(To be done): Starting at the line containing "y=91, one point per instance." and ending at the line containing "x=100, y=80", substitute "single point" for "single dot" and give those lines again with nothing else changed.

--- Begin Entries provided ---

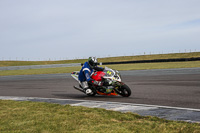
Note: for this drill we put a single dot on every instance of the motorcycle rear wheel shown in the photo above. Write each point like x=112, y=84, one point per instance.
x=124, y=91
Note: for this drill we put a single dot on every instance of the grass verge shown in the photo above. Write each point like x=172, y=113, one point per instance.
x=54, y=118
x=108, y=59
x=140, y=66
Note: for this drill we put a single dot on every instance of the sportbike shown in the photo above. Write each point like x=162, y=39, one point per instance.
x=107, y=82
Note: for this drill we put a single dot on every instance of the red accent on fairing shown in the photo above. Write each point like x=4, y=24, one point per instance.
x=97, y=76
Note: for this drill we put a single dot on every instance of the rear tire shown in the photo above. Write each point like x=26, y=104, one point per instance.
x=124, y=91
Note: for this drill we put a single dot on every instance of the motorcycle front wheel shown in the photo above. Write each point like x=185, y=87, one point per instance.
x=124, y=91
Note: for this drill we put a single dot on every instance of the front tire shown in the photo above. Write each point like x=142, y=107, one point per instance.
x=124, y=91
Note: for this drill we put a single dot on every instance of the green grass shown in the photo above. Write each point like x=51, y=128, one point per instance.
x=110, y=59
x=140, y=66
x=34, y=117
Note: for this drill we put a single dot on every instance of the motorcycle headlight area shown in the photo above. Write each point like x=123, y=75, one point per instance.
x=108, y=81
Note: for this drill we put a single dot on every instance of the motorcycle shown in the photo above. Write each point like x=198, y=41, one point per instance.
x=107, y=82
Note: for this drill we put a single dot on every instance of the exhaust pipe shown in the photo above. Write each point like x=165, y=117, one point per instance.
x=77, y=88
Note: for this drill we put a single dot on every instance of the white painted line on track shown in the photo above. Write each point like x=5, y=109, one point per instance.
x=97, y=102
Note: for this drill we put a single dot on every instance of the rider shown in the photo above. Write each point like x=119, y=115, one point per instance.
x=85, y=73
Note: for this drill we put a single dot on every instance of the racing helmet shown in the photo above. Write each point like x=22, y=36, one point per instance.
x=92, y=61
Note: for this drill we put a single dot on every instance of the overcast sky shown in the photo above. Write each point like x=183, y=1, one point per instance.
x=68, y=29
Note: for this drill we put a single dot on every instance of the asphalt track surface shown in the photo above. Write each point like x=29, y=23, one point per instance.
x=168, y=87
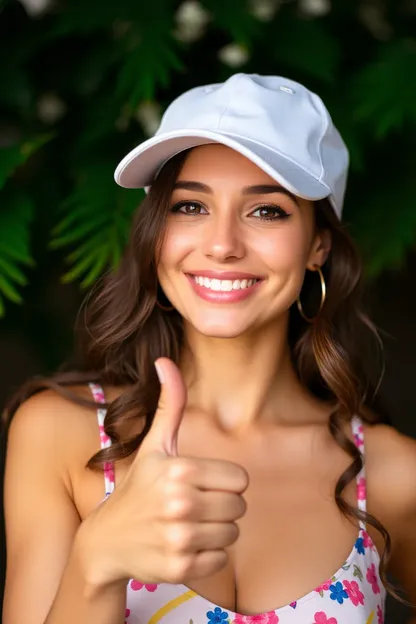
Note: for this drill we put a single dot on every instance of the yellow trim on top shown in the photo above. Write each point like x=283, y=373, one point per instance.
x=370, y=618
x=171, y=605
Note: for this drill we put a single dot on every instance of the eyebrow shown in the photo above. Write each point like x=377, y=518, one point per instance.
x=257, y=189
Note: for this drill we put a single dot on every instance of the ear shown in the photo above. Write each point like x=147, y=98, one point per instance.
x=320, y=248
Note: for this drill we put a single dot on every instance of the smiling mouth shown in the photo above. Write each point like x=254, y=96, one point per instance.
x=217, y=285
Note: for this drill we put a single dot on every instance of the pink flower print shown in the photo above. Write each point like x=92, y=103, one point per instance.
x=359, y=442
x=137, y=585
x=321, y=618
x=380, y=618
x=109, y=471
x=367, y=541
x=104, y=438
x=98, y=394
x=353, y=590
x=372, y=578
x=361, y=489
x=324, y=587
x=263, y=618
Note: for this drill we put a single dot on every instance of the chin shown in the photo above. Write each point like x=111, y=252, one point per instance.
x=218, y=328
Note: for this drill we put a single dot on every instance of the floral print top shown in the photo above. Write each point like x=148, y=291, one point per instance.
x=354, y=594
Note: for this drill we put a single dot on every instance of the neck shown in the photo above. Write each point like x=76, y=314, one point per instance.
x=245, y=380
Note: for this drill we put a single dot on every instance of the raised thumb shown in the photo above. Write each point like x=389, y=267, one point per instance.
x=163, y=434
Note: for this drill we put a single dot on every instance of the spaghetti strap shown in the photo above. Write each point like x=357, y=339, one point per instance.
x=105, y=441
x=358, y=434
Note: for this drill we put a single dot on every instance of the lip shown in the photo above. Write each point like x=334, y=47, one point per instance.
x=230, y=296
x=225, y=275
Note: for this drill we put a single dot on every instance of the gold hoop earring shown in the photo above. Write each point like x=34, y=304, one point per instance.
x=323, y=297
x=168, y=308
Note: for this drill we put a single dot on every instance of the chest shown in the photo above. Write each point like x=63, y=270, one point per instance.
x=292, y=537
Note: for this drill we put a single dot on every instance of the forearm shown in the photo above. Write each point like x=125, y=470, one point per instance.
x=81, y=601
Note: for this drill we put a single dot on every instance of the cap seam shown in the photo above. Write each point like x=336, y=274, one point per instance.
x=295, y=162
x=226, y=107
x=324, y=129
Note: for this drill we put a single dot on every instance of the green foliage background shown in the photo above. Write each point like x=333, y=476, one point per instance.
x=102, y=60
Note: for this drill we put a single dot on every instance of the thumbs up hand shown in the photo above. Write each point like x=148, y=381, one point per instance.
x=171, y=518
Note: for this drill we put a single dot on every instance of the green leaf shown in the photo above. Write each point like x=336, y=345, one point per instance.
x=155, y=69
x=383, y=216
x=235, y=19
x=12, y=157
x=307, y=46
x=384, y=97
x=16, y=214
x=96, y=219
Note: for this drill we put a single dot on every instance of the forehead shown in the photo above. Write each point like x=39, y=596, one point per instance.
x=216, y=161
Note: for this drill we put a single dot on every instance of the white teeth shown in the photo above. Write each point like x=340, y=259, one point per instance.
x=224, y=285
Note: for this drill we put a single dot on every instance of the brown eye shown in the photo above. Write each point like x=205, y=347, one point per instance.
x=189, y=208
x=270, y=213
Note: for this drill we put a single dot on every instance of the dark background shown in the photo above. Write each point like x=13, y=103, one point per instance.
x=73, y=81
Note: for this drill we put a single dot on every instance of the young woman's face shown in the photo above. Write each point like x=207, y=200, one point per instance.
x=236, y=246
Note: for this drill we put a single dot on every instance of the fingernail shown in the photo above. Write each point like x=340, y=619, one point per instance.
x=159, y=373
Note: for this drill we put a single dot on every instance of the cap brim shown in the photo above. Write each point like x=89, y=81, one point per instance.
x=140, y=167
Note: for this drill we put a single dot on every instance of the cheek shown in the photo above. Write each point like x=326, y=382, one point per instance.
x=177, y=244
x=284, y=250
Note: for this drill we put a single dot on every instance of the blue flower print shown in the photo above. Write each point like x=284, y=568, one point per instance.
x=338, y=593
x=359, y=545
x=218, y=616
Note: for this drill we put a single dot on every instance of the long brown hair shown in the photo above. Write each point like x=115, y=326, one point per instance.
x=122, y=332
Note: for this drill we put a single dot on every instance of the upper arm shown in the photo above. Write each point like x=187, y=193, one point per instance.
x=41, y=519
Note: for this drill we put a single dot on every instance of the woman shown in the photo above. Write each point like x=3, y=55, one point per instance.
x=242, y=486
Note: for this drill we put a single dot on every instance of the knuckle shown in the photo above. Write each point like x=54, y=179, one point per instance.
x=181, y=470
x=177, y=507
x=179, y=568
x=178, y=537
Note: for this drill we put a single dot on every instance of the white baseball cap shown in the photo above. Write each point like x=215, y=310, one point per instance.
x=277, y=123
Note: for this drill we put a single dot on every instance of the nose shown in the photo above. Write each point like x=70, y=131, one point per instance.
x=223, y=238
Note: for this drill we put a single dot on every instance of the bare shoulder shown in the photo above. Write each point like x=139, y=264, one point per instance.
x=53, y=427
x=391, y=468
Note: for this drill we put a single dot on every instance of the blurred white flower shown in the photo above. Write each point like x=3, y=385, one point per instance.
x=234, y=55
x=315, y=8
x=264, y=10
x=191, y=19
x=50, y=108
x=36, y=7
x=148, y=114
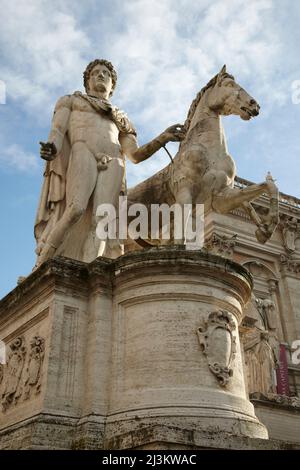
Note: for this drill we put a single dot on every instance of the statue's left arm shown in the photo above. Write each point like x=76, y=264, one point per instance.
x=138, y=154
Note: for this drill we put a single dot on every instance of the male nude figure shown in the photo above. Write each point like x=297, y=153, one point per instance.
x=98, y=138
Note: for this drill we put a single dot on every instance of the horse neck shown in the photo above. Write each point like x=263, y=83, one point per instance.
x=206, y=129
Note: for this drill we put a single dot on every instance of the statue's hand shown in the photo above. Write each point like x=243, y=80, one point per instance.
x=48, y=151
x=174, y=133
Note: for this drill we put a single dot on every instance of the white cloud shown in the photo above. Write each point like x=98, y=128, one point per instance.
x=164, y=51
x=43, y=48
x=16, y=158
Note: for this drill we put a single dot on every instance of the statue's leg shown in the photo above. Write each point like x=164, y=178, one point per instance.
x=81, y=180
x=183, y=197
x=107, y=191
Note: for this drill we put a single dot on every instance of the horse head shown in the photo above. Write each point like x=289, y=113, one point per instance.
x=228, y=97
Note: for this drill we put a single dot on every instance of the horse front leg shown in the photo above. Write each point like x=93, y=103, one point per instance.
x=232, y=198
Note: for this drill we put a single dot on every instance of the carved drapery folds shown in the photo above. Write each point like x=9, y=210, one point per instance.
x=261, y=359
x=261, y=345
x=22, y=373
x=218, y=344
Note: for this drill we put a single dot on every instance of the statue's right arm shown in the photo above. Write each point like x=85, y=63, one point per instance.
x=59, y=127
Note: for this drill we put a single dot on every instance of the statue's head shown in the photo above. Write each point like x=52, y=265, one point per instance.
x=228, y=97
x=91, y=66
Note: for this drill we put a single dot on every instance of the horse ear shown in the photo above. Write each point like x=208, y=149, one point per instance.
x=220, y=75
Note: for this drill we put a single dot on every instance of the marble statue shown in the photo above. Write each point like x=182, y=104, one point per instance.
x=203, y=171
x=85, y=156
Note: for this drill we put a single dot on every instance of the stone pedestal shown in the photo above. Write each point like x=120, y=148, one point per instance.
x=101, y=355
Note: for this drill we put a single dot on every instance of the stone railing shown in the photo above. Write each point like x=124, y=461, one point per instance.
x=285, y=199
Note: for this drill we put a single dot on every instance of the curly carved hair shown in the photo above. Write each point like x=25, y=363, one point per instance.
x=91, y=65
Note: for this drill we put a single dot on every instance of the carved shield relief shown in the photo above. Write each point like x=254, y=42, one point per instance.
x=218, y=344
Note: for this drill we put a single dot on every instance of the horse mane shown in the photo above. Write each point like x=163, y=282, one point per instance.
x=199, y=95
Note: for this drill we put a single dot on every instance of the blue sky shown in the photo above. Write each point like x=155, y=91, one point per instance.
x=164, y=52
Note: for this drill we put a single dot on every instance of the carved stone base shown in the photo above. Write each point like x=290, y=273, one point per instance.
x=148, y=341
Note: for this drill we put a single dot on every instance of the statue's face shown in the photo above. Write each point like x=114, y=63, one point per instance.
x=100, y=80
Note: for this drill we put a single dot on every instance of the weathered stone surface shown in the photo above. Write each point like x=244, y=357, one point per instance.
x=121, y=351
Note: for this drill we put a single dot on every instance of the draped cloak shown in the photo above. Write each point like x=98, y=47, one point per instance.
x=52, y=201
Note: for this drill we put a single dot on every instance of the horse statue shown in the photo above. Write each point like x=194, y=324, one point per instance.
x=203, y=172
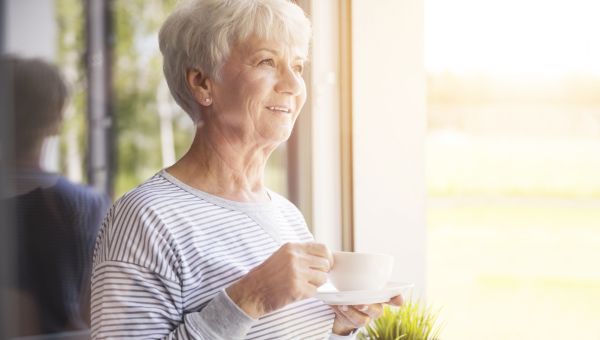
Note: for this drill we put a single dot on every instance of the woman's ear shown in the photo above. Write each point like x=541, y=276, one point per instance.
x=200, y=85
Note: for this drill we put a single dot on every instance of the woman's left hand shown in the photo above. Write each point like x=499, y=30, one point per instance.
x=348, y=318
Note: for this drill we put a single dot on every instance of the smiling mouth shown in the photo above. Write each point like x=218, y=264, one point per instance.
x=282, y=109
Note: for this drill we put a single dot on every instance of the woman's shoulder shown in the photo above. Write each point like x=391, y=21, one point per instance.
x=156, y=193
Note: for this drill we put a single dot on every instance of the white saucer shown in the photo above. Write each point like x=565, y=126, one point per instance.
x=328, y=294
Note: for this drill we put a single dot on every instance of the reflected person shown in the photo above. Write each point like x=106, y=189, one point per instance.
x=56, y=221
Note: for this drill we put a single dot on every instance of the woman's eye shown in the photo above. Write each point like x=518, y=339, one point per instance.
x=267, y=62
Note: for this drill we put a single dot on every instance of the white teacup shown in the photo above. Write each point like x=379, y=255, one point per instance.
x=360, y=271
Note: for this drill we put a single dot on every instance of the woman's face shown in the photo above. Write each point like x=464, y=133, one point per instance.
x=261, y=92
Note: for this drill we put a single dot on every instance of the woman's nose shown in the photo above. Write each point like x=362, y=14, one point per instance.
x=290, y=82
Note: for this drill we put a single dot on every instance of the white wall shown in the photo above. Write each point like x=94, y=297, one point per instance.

--- End Entries provided ---

(Exercise response):
Note: for this drill we put a single point on every instance of the blue sky shown in the photo above. Write each point like x=155, y=91, one point per instance.
x=164, y=52
Note: for this drill we put a single point on every instance of the carved stone base shown in the photo above. Write each point like x=290, y=273, one point per instance.
x=148, y=341
Note: for this drill we put a single point on every instance of the statue's face shown in the photo above. Write each point like x=114, y=63, one point per instance.
x=100, y=80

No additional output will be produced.